START SOURCE PASSAGE

Pittsburgh Renovates Historic Municipal Building With New Tech

Pittsburgh Renovates Historic Municipal Building With New Tech

In 1916 Pittsburgh, PA celebrated the 100th anniversary of its incorporation as a city with the commissioning of a new seat for its government, the Pittsburgh City-County Building, which occupies an entire city block. This year, as the city celebrates its bicentennial, the building has just undergone a major renovation of its government access channel infrastructure, featuring an AV design by RPC Video that includes major components from Audio-Technica, Biamp, Leightronix, Panasonic, Scale Logic, and Soundcraft.

In the chamber, there are a total of 27 Audio-Technica ES915C18 cardioid pattern goosenecks, 22 on Danteenabled desktop bases, and the remainder of through-desk AT8474 shock mounts. “This project was 30-plus years in the making,” said David Finer, who was promoted to the position of communication technology manager at the City of Pittsburgh’s Department of Innovation and Performance in November 2014. “We’ve made a huge leap in the last 18 months, skipping, by my count, at least two generations of video technology. Even at the beginning of 2013 we were still recording on videotape. Now that the renovation is done, we are up to 2016 standards.”

Finer, who has worked in public, governmental, and educational access television since 1993, initially met with RPC Video’s Steve Obenreder, sales manager, and Matthew Bernardini, field engineer, at the start of 2015. “I explained what I was looking for, and then we met about a dozen times more, going through the equipment list, item by item,” he said.

The project got off to a slow start, identifying and testing 30-plus years of cabling. “Any time new cabling had been put in, they never removed the previous technology. So it was a slow task, going through every cable.”

END SOURCE PASSAGE
START DATA SECTION

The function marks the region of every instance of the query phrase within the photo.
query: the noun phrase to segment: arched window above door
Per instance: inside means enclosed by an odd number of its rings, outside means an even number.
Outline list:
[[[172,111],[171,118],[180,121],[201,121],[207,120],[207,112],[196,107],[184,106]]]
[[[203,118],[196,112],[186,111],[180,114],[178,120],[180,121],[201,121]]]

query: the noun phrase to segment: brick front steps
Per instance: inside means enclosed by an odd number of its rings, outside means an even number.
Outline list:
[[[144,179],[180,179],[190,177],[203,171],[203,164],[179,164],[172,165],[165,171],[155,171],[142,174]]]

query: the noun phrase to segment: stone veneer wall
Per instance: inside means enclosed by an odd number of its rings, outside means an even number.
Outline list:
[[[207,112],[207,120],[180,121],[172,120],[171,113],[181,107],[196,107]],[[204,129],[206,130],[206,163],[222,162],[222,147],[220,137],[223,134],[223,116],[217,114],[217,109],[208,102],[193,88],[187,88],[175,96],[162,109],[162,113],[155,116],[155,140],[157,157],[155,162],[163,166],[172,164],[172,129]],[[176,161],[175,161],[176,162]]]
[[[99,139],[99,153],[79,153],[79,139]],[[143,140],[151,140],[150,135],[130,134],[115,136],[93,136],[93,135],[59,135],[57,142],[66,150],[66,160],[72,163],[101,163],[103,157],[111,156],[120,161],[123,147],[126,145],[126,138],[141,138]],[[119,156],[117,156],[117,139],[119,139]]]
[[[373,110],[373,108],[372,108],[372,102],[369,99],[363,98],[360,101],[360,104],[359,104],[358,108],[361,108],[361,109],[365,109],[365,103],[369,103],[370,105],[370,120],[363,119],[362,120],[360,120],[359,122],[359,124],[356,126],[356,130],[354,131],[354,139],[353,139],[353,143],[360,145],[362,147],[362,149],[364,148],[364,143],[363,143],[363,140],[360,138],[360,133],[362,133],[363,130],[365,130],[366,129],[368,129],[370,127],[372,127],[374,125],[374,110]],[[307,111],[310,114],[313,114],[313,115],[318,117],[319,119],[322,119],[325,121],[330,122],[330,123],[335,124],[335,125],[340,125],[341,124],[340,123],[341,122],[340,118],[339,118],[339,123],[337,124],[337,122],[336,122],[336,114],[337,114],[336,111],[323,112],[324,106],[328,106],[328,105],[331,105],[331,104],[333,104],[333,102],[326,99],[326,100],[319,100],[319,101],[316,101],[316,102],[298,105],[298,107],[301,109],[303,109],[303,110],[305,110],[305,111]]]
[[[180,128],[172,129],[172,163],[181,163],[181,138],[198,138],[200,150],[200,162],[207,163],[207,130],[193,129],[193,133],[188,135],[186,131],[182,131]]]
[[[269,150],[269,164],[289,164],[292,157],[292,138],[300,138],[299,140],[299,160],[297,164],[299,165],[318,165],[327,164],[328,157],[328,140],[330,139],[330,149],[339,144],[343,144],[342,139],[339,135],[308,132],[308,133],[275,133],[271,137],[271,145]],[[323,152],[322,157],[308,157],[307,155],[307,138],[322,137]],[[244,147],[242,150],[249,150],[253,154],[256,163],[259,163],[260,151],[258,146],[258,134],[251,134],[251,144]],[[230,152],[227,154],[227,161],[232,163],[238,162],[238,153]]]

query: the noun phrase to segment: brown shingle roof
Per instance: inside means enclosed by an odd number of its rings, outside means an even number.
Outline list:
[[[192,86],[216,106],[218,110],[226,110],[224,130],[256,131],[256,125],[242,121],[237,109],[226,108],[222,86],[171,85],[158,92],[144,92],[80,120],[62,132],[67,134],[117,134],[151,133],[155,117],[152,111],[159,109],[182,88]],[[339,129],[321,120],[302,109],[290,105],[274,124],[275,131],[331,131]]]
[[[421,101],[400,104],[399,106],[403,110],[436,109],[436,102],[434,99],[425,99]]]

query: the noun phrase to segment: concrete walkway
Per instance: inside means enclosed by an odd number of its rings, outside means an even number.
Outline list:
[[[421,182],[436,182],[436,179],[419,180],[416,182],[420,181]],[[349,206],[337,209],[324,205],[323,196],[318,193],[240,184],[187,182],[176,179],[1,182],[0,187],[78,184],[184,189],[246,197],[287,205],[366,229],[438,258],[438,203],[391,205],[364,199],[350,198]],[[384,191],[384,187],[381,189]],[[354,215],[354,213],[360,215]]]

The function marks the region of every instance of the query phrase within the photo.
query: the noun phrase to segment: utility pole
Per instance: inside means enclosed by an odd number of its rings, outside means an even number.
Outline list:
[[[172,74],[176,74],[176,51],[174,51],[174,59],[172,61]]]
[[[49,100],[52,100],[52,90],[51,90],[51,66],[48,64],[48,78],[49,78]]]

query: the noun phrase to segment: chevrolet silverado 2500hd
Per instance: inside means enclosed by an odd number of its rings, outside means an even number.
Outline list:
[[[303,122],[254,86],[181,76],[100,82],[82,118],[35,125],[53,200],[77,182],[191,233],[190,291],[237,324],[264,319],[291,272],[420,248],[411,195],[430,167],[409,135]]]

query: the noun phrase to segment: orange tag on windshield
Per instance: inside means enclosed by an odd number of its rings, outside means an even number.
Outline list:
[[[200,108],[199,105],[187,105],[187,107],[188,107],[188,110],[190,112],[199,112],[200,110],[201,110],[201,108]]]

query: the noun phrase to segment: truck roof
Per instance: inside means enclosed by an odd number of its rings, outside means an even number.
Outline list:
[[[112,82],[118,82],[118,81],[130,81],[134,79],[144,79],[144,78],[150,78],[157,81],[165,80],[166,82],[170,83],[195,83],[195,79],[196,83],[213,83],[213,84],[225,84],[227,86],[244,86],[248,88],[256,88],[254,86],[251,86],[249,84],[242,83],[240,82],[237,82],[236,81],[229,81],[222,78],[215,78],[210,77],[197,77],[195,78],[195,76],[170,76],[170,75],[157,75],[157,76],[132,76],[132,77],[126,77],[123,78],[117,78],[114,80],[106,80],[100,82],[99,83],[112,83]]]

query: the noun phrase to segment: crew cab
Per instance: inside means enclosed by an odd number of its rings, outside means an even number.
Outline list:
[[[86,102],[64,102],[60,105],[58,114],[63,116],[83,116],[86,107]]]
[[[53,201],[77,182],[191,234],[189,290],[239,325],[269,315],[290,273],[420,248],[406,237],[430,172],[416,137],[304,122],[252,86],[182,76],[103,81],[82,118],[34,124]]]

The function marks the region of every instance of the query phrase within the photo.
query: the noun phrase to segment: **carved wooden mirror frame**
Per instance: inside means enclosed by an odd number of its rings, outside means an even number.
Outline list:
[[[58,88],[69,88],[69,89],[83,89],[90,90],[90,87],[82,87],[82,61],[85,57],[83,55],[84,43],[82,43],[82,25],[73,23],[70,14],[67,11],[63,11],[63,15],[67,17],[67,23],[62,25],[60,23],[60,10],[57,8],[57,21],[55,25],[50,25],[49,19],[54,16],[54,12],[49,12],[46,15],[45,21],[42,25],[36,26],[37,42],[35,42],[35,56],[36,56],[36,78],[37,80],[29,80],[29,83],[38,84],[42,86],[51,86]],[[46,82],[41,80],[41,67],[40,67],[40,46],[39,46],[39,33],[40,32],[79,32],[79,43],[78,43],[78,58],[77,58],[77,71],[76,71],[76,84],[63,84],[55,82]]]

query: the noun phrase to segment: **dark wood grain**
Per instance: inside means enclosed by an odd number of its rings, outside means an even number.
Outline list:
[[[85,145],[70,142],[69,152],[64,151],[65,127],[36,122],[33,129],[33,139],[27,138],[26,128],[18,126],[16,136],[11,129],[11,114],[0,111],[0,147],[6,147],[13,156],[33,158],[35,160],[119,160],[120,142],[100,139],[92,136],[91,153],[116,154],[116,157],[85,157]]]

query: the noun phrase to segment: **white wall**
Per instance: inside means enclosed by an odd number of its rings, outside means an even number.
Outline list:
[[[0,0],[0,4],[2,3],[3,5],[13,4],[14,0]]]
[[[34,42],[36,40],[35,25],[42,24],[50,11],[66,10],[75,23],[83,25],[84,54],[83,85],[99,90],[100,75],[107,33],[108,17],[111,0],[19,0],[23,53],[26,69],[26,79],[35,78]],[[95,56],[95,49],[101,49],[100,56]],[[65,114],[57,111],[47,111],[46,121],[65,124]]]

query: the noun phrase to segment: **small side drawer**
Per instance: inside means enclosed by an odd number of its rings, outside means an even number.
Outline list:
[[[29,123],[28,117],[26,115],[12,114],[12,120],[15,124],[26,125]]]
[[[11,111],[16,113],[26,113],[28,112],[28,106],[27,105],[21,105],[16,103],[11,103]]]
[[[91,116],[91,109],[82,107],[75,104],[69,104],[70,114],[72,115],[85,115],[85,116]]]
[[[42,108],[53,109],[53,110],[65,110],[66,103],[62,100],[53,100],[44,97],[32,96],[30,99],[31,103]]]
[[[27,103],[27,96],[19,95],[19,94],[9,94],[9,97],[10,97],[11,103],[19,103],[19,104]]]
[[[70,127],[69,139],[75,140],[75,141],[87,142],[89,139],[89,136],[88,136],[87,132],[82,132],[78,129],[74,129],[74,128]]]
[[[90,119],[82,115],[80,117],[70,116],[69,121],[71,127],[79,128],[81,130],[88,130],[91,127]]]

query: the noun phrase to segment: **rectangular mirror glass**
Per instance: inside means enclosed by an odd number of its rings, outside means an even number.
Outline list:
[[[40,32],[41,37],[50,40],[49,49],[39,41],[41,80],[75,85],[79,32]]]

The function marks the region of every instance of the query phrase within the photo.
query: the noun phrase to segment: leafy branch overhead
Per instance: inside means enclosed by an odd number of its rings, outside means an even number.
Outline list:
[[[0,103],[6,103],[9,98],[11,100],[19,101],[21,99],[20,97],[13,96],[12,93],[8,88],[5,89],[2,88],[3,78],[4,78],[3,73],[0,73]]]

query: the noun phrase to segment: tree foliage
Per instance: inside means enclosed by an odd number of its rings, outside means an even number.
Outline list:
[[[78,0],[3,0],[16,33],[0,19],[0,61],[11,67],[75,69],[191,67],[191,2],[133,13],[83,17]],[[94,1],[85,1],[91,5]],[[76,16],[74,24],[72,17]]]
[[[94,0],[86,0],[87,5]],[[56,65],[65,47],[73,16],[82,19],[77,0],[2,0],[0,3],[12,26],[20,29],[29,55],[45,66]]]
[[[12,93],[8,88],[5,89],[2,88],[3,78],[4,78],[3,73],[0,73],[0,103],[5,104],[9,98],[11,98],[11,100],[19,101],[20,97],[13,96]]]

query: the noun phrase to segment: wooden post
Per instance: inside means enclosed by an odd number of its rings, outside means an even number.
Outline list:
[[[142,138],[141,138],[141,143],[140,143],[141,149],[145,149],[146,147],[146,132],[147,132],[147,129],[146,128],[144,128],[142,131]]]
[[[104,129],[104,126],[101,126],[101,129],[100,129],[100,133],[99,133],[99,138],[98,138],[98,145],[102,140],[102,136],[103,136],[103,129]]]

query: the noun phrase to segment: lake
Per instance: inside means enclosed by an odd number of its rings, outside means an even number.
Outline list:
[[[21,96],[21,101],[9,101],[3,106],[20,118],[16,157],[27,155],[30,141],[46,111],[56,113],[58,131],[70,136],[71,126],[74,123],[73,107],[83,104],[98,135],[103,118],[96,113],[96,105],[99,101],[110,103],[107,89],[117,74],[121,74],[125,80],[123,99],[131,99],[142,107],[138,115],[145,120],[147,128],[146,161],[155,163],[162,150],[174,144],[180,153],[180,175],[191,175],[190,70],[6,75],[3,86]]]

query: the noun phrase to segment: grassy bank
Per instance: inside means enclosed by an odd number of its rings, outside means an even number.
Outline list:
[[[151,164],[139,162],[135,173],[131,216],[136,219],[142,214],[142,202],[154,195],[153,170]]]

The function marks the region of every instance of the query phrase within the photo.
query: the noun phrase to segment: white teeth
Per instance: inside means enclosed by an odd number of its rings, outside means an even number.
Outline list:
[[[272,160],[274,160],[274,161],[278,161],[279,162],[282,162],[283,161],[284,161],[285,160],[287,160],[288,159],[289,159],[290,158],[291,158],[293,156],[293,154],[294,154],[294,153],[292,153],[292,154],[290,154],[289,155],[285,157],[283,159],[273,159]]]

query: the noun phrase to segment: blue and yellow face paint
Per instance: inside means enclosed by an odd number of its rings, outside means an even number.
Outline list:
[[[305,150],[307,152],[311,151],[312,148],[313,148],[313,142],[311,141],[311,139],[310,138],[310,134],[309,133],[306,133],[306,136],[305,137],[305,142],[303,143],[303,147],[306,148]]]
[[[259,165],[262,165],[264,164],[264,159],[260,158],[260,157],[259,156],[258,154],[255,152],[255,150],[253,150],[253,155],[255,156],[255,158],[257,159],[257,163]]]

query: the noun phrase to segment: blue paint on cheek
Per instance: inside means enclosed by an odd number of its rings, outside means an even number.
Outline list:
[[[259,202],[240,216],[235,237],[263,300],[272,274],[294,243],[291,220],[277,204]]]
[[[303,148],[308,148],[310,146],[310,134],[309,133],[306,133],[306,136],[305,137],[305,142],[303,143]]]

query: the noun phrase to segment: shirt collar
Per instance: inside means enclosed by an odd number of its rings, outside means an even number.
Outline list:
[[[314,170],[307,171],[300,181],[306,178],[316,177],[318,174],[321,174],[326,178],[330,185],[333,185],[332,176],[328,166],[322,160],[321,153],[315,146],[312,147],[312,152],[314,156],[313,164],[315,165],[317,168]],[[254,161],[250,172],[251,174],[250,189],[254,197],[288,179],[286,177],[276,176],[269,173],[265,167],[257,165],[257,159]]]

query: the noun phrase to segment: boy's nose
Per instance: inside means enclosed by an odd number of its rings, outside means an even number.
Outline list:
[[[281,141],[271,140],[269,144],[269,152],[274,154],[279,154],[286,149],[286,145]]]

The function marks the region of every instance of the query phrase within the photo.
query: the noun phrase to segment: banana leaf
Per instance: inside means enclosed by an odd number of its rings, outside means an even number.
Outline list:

END DATA SECTION

## TASKS AND EXERCISES
1. Check each statement against the article on the Pittsburgh City-County Building renovation and answer yes or no, quoting the words that decide it: (a) The City-County Building was commissioned in 1916. (b) Videotape was still in use for recording at the beginning of 2013. (c) Older cabling was removed whenever new cabling was installed.
2. Continue the article on the Pittsburgh City-County Building renovation from the point where it stops.

## ANSWERS BY TASK
1.
(a) Yes: "In 1916 Pittsburgh, PA celebrated the 100th anniversary of its incorporation as a city with the commissioning of a new seat for its government, the Pittsburgh City-County Building"
(b) Yes: "Even at the beginning of 2013 we were still recording on videotape."
(c) No: "Any time new cabling had been put in, they never removed the previous technology."

2.
The task was to renovate the in-house broadcast, streaming, and archiving production systems and infrastructure for City Channel Pittsburgh, which is available live via Comcast and Verizon and the city’s website, and on-demand on its YouTube channel. The AV signal and data transport infrastructure, which had been analog, was replaced by 64 strands of single-mode fiber. The networks connect production and engineering facilities on the ninth floor with the city council chamber on the fifth floor. Additionally, four seats of Adobe Premiere edit stations on the sixth floor can access content stored on a new 96TB Scale Logic Genesis RX SAN.

“The Dante network stands alone on its own fiber strands, as does the camera control network, and then we have a third network for data and everything else,” explained Bernardini, who used a third-party contractor to deploy the fiber. “We may eventually merge them onto different VLANs, but right now they are isolated networks.”

In fact, there are separate Dante networks, said Bernardini—one for sound reinforcement in the chamber and a second for the video production system that televises sessions by the legislative body. Audio input and output to and from the Dante networks is via Biamp Tesira Server IO units in the chamber and in Control Room A, with backup devices in the engineering department and in the control room. Tesira’s AVB network support is also employed to interconnect several Biamp Ex-Mod I/O expanders.

The old XLR-connected microphones in the chamber were replaced with a total of 27 Audio-Technica ES915C18 cardioid pattern goosenecks, 22 on Dante-enabled desktop bases and the remainder of through-desk AT8474 shock mounts (included with ES915C18), plus a single ATU857QLU UniLine Condenser Quick-Mount gooseneck mic. “We’ve been Audio-Technica dealers for a few years,” said Obenreder. “When we were starting to do this, we didn’t look around. Based on what we’d done with A-T before, and the Dante microphone bases that they have, I just knew it was going to work fine.”

Sound reinforcement in the chamber is delivered through a pair of Innovox HLA-9XT nine-element J-arrays, powered by QSC PLD 4.5 amplifiers, although Bernardini originally specified more zones and channels. “It’s a live enough space, and there’s enough reverberation that trying to introduce more origination points for the signal complicated it,” he said.

Bernardini programmed the Tesira DSP to keep a check on potential feedback: “It wouldn’t have been possible without line arrays. Plus, we used gain-sharing mixers for different speaker zones and added very subtle gating to fine-tune it.”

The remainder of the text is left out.